* _What this task involves_: Count the rows below that contain the string "grassy", treating uppercase and lowercase as different. Reply with the number alone.

-- start of Source data --

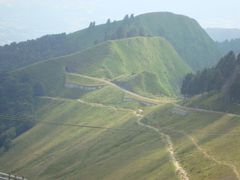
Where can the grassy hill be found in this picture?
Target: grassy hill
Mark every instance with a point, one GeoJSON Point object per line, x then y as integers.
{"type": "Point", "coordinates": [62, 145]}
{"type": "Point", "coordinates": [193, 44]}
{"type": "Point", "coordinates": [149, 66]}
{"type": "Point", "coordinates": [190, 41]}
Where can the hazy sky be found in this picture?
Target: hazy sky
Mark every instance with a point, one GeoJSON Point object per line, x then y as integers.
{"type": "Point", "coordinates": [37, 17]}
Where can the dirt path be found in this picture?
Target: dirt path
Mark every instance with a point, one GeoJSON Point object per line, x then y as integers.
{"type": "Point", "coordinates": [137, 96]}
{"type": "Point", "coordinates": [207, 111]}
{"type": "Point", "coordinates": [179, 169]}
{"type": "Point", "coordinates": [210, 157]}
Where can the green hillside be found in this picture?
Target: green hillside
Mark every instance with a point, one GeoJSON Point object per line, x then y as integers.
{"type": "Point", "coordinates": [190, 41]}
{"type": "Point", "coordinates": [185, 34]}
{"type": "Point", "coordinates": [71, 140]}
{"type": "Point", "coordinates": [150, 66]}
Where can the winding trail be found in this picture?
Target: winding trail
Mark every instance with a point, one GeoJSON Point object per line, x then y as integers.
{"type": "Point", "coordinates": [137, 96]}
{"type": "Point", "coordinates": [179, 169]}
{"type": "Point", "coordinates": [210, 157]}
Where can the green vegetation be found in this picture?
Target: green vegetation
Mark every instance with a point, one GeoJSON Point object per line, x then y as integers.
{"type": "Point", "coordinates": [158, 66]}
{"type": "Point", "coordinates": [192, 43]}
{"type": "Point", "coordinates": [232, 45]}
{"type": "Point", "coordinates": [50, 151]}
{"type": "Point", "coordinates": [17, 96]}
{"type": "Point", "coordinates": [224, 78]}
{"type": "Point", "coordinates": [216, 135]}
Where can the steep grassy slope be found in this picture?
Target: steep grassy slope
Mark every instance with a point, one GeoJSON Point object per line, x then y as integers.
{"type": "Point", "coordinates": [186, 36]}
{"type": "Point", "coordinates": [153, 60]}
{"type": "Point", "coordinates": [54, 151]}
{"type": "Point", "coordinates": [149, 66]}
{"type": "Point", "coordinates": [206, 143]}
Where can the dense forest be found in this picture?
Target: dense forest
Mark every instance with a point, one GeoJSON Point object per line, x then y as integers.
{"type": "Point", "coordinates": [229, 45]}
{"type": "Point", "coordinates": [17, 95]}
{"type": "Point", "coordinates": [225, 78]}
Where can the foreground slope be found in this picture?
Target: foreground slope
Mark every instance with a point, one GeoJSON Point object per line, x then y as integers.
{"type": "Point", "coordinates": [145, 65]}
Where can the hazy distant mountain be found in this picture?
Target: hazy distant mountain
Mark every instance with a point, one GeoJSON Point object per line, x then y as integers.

-- end of Source data --
-- start of Source data --

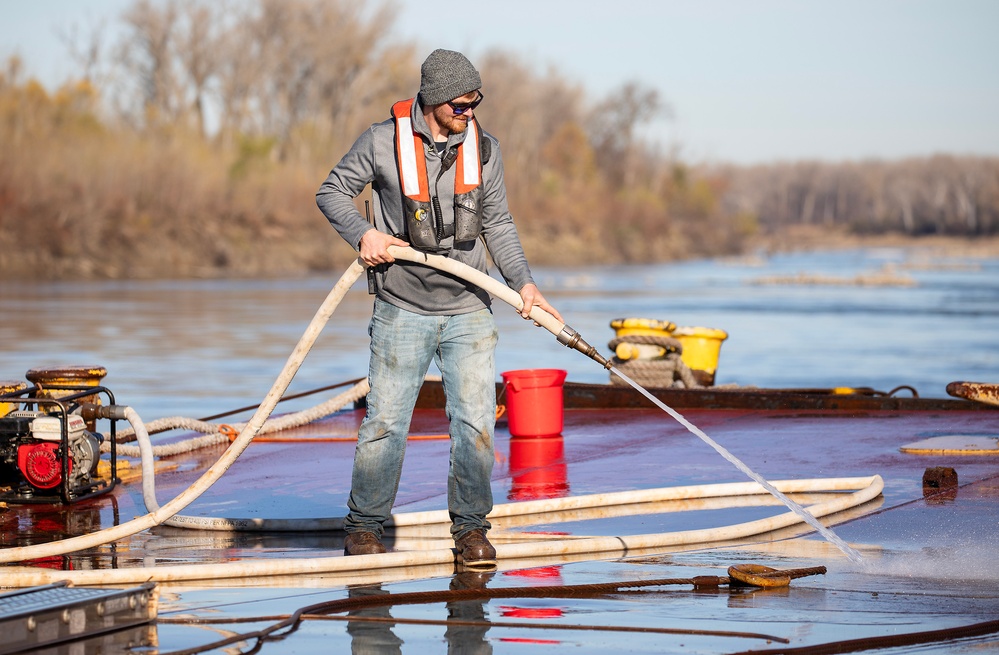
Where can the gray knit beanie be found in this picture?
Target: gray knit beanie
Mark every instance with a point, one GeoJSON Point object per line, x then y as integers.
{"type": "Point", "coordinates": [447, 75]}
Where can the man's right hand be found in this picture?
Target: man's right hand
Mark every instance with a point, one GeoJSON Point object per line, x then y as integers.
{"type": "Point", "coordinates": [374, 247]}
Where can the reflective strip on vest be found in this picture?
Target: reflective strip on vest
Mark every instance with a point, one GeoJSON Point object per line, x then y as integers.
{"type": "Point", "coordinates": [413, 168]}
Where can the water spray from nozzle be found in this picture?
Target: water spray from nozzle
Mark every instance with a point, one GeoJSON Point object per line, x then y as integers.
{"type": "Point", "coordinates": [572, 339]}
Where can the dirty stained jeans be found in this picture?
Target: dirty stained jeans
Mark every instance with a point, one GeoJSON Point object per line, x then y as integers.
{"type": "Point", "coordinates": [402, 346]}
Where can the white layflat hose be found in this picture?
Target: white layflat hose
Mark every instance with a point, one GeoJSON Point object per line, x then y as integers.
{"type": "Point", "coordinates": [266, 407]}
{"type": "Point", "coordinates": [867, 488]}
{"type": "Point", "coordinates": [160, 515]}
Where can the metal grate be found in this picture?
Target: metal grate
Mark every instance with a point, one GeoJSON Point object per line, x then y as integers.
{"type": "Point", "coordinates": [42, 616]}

-- end of Source data --

* _Result of the task_: 4